──────── READING PASSAGE

In the wake of Pietro Badoglio's declaration of a cessation of hostilities with the Allied on 8 September 1943, Toaff and his family were forced to go into hiding, as Germany invaded Italy. He shut the synagogue when German troops arrived, an event coinciding with Yom Kippur that year, and, with the help of the Anconians, hid the members of the community in local houses and in parish churches. The adolescents and children were put on a boat sailing south to the area under the control of the Allies. The Nazis and their remaining fascist allies in Italy reacted to the armistice by organizing the first deportations for concentration camps and Arbeitslager. Toaff had been tipped off by the local parish priest that an attempt would be made to assassinate him, and he, together with his father, his wife Lia Luperini and their son Ariel Toaff, managed to take refuge in Versilia, thanks to the hospitality of the parish priest, don Francalanci. Toaff did not have the option of fleeing Italy, mindful of his father's words that: 'A rabbi does not have the same freedom of choice others have; he can never abandon his community.' He recalled later every Jew in Ancona survived the war thanks to the assistance given by their Catholic neighbours. Toaff was captured by the SS during a raid, and was saved from being executed as others had been who were caught in the roundup, when the Austrian, with whom he had conversed a little in French, and who was in charge of the execution, gave an order to release him as he was digging his own grave. Catholic families helped them throughout their flight, which led them to a refuge also in Città di Castello where, in 1999, he was accorded their honorary citizenship. Toaff himself joined the Italian Resistance in the mountains of central Italy, working also to secure the safety of fellow Jews. His company was the first to enter the village after the SS executed the Sant'Anna di Stazzema massacre, in which 560 villagers were murdered. He recalled coming across a woman who appeared to be asleep but, on closer inspection, had been disemboweled, with her fetus nearby, ripped from the womb, and shot through the head.
Elio Toaff (30 April 1915 – 19 April 2015) was the Chief Rabbi of Rome from 1951 to 2002. He served as a rabbi in Venice from 1947, and in 1951 became the Chief Rabbi of Rome.

────────────────

■ **WHAT YOU NEED TO DO**
[A] In the passage on Elio Toaff, who warned him that someone would try to assassinate him?
[B] List each relative who took refuge in Versilia with Toaff, according to the passage on Elio Toaff.
[C] Please carry on the passage on Elio Toaff from its final sentence.

──────── INFORMATION SUPPLIED

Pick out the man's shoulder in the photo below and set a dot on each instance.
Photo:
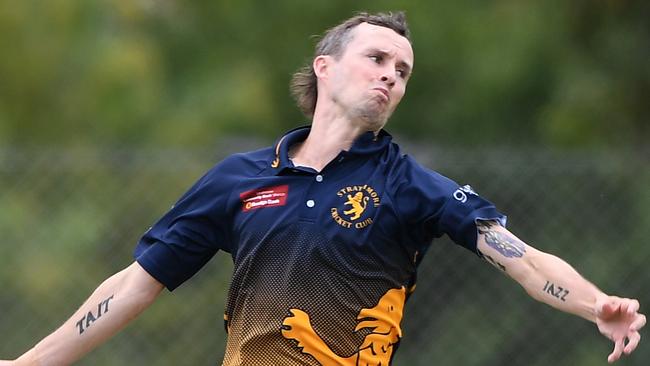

────────────────

■ **ANSWERS FOR THE EXERCISE**
[A] The local parish priest warned him.

[B]
- His father
- His wife, Lia Luperini
- Their son, Ariel Toaff

[C]
Toaff was born in Livorno in 1915, the son of the city's rabbi Alfredo Sabato Toaff and his wife Alice Yarch. one of four children, the others being Cesare, Renzo and Pia, He then undertook, under his father's guidance, his early religious formation at Livorno's Rabbinical College, while attending the University of Pisa where he studied law. He had difficulties finding a supervisor for his final thesis. By that time, the Fascist government had passed its antisemitic Italian Racial Laws, which blocked Jews from registering to study for, though not from completing, a tertiary degree. Only one professor, Lorenzo Mossa, finally offered to step in, and assigned him to work on the legal conflict between Ottoman, Jewish and English law in Mandatory Palestine. He managed to graduate by 1938, despite the fact that the head of the commission, Cesarini Sforza, before whom he was to discuss his thesis, abandoned the proceedings in disgust at the presence of a Jew. In 1939 he completed his theological degree. His brother Renzo, a surgeon, was literally ordered out of the hospital where he was employed while conducting an operation, but refused to do so until he had completed it. Despite his father's reservations, given the dangers of the time and the idea one rabbi sufficed for the family, he was ordained rabbi the following year. Shortly afterwards he was appointed chief rabbi of the community of Ancona, a position he maintained until 1943. In one of his first acts, on his arrival, he managed to persuade a local Jewish family not to convert to Christianity: he argued that such a move was 'cowardly, useless and undignified' in the circumstances.